Hi everyone,
We recently switched to Kafka 1.0 and are facing an issue which we have
not noticed with version 0.10.x before.
One of our consumer group falls into permanent rebalancing cycle. On
analysing the log files we noticed a StackOverflowError in
kafka-coordinator-heartbeat-thread (see partial stack trace below,
overall it's over 1,000 lines). Immediately before the error there are
hundreds, if not thousands of log entries of following type:
2017-12-12 16:23:12.361 [kafka-coordinator-heartbeat-thread |
my-consumer-group] INFO - [Consumer clientId=consumer-4,
groupId=my-consumer-group] Marking the coordinator <IP>:<Port> (id:
2147483645 rack: null) dead
The stack traces are always somewhere in the DateFormat code, even
though at different lines.
Is that a purely Kafka-internal thing (not to say a bug) or can we
somehow influence the occurrence of the error, e.g. is some
configuration potential affecting it? (Avoiding the connectivity issue
to the group coordinator is an obvious thing to do, but I rather have in
mind keeping the heartbeat thread alive despite the connectivity issue.)

Dataset content
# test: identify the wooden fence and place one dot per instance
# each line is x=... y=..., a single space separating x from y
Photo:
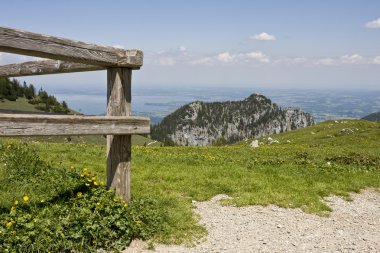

Instructions to follow
Please transcribe the Kafka forum post between "Is that a purely" and "the connectivity issue.)", inclusive.

Complete answer
Is that a purely Kafka-internal thing (not to say a bug) or can we
somehow influence the occurrence of the error, e.g. is some
configuration potential affecting it? (Avoiding the connectivity issue
to the group coordinator is an obvious thing to do, but I rather have in
mind keeping the heartbeat thread alive despite the connectivity issue.)